Data for this task:
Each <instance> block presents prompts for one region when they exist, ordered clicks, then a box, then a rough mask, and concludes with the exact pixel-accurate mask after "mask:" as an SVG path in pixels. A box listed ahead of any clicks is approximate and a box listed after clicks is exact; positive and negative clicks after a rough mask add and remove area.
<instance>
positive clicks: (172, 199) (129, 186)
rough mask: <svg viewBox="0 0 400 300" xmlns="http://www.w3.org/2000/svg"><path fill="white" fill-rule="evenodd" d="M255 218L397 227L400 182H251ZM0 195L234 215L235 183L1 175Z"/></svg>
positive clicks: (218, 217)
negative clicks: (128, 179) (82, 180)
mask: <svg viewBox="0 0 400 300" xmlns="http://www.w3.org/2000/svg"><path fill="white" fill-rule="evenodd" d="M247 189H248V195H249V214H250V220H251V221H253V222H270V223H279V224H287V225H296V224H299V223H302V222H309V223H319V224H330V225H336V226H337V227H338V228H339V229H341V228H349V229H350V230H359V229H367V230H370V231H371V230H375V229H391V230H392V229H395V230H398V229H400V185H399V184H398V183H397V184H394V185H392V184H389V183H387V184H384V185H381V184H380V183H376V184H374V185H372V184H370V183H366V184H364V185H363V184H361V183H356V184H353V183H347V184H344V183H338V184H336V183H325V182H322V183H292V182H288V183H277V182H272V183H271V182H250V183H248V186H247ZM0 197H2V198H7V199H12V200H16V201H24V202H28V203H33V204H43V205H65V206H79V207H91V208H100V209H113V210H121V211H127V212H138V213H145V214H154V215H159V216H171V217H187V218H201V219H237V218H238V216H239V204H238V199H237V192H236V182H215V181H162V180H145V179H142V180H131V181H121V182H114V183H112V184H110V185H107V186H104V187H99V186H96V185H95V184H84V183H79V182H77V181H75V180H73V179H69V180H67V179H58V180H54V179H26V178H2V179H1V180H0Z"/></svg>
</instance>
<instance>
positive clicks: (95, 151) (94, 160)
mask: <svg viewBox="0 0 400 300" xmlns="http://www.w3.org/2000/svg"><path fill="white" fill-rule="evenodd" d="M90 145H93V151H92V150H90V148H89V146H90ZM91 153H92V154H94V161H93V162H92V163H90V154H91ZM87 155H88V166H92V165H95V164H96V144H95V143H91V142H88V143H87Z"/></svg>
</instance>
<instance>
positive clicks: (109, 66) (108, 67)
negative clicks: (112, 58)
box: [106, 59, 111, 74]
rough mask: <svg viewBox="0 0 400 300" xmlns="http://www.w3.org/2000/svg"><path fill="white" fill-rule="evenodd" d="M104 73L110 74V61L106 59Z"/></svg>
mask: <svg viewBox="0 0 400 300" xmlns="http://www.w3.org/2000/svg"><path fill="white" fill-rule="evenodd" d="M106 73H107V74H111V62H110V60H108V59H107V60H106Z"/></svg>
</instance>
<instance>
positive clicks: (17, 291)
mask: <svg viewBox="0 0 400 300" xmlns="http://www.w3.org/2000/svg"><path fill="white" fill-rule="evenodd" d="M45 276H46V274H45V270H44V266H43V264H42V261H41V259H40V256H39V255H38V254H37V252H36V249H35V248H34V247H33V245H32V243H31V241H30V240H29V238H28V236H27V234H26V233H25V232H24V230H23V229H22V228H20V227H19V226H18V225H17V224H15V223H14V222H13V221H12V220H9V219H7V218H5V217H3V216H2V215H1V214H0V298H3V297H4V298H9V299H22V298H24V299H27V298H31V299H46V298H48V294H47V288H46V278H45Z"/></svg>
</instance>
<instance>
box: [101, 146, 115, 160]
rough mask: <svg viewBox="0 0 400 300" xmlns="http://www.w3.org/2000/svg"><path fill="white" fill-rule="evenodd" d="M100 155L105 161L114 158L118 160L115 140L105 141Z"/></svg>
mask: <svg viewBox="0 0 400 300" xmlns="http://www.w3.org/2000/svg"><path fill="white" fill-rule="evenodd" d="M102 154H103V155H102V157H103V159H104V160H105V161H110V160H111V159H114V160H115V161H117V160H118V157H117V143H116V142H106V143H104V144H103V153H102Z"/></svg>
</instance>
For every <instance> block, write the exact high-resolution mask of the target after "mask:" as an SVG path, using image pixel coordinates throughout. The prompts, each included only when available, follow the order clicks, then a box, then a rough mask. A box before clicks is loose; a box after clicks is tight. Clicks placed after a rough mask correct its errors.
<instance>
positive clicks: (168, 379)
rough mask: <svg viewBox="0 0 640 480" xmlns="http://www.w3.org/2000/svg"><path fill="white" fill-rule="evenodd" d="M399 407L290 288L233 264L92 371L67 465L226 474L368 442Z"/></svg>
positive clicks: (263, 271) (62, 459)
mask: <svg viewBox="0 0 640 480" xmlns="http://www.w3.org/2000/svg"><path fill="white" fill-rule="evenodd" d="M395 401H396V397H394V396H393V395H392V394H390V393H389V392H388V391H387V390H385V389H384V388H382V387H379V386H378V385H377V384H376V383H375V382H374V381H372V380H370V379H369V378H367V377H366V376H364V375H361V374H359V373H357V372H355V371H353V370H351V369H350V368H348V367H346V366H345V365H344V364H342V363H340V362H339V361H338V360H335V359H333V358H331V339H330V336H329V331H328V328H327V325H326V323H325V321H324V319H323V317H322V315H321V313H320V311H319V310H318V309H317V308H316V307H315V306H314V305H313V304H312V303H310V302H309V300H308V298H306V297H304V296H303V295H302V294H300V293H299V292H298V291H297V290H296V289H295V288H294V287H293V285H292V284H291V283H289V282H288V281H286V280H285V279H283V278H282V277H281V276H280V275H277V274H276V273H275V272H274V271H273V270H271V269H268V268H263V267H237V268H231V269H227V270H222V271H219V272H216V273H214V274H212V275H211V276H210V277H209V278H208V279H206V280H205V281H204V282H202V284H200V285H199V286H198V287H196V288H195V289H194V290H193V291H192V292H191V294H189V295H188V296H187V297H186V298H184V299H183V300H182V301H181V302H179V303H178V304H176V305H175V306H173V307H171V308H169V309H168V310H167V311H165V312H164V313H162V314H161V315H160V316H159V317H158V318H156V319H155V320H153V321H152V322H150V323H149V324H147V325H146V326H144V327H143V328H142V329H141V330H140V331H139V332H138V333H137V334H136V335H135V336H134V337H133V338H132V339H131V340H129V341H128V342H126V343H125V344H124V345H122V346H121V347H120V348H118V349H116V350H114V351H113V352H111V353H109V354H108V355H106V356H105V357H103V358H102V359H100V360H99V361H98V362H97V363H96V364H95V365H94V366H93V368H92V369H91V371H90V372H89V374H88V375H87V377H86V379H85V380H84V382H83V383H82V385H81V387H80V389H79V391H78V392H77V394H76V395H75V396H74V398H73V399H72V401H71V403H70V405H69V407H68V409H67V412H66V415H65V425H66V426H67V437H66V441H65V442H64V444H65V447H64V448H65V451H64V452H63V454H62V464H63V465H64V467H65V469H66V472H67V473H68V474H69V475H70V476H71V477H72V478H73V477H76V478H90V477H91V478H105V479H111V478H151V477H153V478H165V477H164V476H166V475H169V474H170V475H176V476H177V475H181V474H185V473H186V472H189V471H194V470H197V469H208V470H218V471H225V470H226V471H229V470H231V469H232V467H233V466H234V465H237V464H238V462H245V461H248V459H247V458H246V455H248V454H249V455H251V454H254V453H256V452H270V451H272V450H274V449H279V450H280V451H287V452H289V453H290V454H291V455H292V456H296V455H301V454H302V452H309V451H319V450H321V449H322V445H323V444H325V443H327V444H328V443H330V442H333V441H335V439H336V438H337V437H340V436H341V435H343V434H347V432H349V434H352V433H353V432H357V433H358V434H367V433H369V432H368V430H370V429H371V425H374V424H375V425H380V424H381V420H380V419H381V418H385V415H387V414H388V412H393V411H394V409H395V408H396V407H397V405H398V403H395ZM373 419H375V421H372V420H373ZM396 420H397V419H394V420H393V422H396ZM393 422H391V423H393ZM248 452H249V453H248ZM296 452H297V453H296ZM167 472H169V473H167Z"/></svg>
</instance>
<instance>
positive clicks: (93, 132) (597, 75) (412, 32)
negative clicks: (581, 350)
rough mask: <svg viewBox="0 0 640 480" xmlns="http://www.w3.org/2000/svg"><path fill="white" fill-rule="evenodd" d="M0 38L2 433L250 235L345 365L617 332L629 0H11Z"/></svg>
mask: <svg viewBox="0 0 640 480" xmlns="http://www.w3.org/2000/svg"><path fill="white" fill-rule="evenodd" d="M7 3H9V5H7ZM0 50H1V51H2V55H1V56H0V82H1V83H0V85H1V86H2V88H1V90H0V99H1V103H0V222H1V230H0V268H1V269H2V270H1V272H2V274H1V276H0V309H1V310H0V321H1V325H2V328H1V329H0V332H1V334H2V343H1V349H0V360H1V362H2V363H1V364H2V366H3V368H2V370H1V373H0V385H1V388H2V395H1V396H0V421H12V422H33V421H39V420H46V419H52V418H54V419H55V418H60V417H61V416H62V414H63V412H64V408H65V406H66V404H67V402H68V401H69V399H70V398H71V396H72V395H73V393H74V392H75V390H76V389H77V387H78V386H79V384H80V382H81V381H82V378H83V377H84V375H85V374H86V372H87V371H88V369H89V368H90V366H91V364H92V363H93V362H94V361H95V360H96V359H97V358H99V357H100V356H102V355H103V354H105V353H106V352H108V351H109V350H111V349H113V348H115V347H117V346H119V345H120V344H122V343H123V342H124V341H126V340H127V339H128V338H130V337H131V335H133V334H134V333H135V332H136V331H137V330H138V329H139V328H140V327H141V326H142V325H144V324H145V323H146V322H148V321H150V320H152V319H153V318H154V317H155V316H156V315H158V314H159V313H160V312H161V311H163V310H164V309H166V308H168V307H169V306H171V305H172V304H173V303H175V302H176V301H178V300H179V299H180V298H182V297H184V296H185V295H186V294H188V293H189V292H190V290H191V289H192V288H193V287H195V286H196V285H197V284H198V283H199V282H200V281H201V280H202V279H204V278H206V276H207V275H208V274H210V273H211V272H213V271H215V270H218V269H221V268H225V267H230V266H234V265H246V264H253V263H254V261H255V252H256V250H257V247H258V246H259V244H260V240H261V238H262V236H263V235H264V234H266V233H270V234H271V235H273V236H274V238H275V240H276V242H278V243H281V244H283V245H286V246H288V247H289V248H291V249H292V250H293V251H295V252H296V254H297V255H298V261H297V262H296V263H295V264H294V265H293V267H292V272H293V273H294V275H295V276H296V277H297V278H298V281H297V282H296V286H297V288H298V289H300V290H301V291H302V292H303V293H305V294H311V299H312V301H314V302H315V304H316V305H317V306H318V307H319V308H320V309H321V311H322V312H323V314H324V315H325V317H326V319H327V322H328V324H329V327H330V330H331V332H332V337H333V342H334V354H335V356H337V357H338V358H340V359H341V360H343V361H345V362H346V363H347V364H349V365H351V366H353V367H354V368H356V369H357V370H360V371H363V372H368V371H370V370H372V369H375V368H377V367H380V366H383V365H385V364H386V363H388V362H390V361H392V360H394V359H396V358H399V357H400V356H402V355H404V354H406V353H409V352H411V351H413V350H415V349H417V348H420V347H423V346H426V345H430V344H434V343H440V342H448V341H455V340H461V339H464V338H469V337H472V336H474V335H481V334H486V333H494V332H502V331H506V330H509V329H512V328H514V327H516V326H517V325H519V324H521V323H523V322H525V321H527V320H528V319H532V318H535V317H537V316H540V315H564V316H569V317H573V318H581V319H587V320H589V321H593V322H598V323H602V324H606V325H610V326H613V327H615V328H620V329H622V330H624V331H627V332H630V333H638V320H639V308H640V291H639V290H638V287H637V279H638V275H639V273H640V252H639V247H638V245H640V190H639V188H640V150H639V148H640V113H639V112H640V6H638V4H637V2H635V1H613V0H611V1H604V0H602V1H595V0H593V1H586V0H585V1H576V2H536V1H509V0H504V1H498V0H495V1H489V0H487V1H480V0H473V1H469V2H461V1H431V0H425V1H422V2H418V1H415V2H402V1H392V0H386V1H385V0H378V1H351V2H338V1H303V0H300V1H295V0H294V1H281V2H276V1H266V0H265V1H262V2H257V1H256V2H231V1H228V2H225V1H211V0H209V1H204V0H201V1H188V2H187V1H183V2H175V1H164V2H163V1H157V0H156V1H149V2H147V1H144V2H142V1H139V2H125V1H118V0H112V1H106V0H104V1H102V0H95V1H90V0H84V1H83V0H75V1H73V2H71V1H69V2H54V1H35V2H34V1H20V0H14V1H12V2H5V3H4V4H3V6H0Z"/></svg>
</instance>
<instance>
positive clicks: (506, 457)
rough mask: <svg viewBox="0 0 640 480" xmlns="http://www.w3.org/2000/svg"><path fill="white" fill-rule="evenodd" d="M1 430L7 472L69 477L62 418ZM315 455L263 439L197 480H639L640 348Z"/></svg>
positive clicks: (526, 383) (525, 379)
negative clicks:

Assigned task:
With the line that has "box: [106, 59, 111, 74]" as the first and the line that has "407L290 288L233 264L92" as the last, repeat exactly that run of lines above and no more.

Exercise answer:
box: [106, 59, 111, 74]
rough mask: <svg viewBox="0 0 400 300" xmlns="http://www.w3.org/2000/svg"><path fill="white" fill-rule="evenodd" d="M104 73L110 74V61L106 59Z"/></svg>
mask: <svg viewBox="0 0 400 300" xmlns="http://www.w3.org/2000/svg"><path fill="white" fill-rule="evenodd" d="M106 73H107V74H111V62H110V60H108V59H107V60H106Z"/></svg>
</instance>
<instance>
positive clicks: (17, 291)
mask: <svg viewBox="0 0 400 300" xmlns="http://www.w3.org/2000/svg"><path fill="white" fill-rule="evenodd" d="M45 276H46V274H45V270H44V266H43V264H42V261H41V259H40V256H39V255H38V254H37V252H36V249H35V248H34V247H33V245H32V243H31V241H30V240H29V238H28V236H27V234H26V233H25V232H24V230H23V229H22V228H20V227H19V226H18V225H17V224H15V223H14V222H13V221H12V220H9V219H7V218H5V217H3V216H2V215H1V214H0V298H3V297H4V298H9V299H22V298H24V299H27V298H31V299H46V298H48V294H47V288H46V278H45Z"/></svg>
</instance>
<instance>
box: [101, 146, 115, 160]
rough mask: <svg viewBox="0 0 400 300" xmlns="http://www.w3.org/2000/svg"><path fill="white" fill-rule="evenodd" d="M100 155L105 161L114 158L118 160L115 140L105 141Z"/></svg>
mask: <svg viewBox="0 0 400 300" xmlns="http://www.w3.org/2000/svg"><path fill="white" fill-rule="evenodd" d="M102 154H103V155H102V157H103V159H104V160H105V161H110V160H111V159H114V160H115V161H117V160H118V157H117V143H116V142H106V143H104V144H103V153H102Z"/></svg>
</instance>
For every <instance> block, write the exact high-resolution mask of the target after "mask:" as an SVG path, using image pixel coordinates throughout. The prompts, each included only when available, follow the order clicks, then a box, then a rough mask. A box before clicks is loose; a box after clicks is tight. Clicks placed after a rough mask correct its errors.
<instance>
positive clicks: (168, 379)
rough mask: <svg viewBox="0 0 640 480" xmlns="http://www.w3.org/2000/svg"><path fill="white" fill-rule="evenodd" d="M399 407L290 288L233 264L92 371L67 465L226 474L368 442Z"/></svg>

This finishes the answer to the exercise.